■ **Görev Amacı 1**: Ak Parti'nin ekonomi politikalarını ele alan metinden "Erdoğan iktidarının" ifadesiyle başlayıp "aynen devam edecekti." ifadesi de dahil olmak üzere o noktaya kadar uzanan kısmı harfi harfine aktarın.
■ **Görev Amacı 2**: Ak Parti'nin ekonomi politikalarına dair metni, son cümlesinin ardından devam ederek sürdürün.

■ **Metin Bölümü**:

Ak Parti'nin Ekonomi Politikaları (3)
Erdoğan iktidarının
ilk yıllarında medya, TSK, yargı, bürokrasi ve sermaye ile mücadele etmek
zorundaydı. Diğer yandan dışarıda Batı ve içeriden de Gülenciler (TSK, yargı,
bürokrasi) tarafından destekleniyordu. Ancak ne olursa olsun güçlü bir halk
desteği olmadan ayakta duramazdı. Bir sonraki seçimi alabilmesi için halkı yıllarca
süren ekonomik buhrandan kurtarması gerekiyordu ve nitekim bunu başardı.
Erdoğan iktidara geldiğinde döviz olması gerekenden zaten yüksekti. Merkez
Bankası’nın faiz politikaları da dövizi baskılamak üzerineydi. Bu uygulamalar
ikinci dönemde de aynen devam edecekti.

■ **Veri Girdileri**:
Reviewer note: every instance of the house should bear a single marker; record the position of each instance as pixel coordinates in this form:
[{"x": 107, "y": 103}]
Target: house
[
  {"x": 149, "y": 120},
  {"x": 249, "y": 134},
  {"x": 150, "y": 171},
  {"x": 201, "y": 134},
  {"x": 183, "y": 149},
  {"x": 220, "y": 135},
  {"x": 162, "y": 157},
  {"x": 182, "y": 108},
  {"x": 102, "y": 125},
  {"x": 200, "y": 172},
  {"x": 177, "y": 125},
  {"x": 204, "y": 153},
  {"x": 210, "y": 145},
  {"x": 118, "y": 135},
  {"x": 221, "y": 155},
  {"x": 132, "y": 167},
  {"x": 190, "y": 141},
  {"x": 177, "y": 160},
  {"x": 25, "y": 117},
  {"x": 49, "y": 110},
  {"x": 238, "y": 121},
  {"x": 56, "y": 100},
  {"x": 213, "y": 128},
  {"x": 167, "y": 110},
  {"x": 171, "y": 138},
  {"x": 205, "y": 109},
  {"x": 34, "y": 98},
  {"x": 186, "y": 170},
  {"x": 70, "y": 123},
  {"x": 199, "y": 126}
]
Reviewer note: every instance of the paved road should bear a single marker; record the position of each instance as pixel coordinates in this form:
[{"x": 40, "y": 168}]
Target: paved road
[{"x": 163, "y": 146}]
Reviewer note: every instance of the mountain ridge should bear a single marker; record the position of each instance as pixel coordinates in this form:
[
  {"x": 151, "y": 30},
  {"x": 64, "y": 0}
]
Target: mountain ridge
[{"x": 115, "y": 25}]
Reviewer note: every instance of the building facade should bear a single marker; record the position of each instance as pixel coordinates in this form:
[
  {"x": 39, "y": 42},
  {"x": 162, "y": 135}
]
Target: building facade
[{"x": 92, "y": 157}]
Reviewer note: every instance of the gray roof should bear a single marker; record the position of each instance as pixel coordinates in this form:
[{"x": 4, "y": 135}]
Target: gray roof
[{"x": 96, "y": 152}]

---

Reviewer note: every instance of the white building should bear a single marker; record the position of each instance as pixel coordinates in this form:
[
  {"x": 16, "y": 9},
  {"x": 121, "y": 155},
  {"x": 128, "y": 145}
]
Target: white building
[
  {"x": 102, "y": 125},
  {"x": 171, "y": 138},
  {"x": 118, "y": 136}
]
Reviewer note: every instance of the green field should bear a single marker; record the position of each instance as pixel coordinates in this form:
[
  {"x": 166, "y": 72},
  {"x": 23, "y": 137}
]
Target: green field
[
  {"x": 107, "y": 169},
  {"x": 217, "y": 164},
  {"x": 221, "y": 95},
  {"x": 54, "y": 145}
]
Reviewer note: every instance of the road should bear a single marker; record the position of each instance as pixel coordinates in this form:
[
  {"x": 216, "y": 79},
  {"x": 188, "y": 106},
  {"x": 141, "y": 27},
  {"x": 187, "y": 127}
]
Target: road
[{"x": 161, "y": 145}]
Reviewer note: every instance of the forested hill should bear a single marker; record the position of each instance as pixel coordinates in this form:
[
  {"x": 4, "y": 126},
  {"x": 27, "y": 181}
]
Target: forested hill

■ **Yazılı Yanıt 1**:
Erdoğan iktidarının
ilk yıllarında medya, TSK, yargı, bürokrasi ve sermaye ile mücadele etmek
zorundaydı. Diğer yandan dışarıda Batı ve içeriden de Gülenciler (TSK, yargı,
bürokrasi) tarafından destekleniyordu. Ancak ne olursa olsun güçlü bir halk
desteği olmadan ayakta duramazdı. Bir sonraki seçimi alabilmesi için halkı yıllarca
süren ekonomik buhrandan kurtarması gerekiyordu ve nitekim bunu başardı.
Erdoğan iktidara geldiğinde döviz olması gerekenden zaten yüksekti. Merkez
Bankası’nın faiz politikaları da dövizi baskılamak üzerineydi. Bu uygulamalar
ikinci dönemde de aynen devam edecekti.

■ **Yazılı Yanıt 2**:
Kurların olması
gereken seviyeye gelmesini beklemek mantıklıydı. Ama yükselmesi gereken döviz
sabit bırakılınca ihracatçıların işi zorlaşmaya başladı. Erdoğan’ın dış
ticaretten sorumlu bakanı Kürşat Tüzmen’e düzülen methiyelere şerh düşmemiz
gerekiyor. Evet 2002 yılında 36 milyar dolar olan ihracatı 2008 yılında 132
milyar dolara kadar çıkarttı. Ama aynı dönemde ithalatımız da 51 milyar
dolardan 202 milyar dolara çıktı. 2002’de İhracatın ithalatı karşılama oranı %
70 iken 2008’de % 65,5’e geriledi. Bunun faturasını toptan Kürşat Tüzmen’e
kesmek de hakkaniyetli değil. Zira ihraç kalemlerimizin hammadde ve enerji
ihtiyacı büyük oranda ithalata bağımlı. Ayrıca milletimizin biraz refah görünce
ithal lüks malları tüketme eğilimi var.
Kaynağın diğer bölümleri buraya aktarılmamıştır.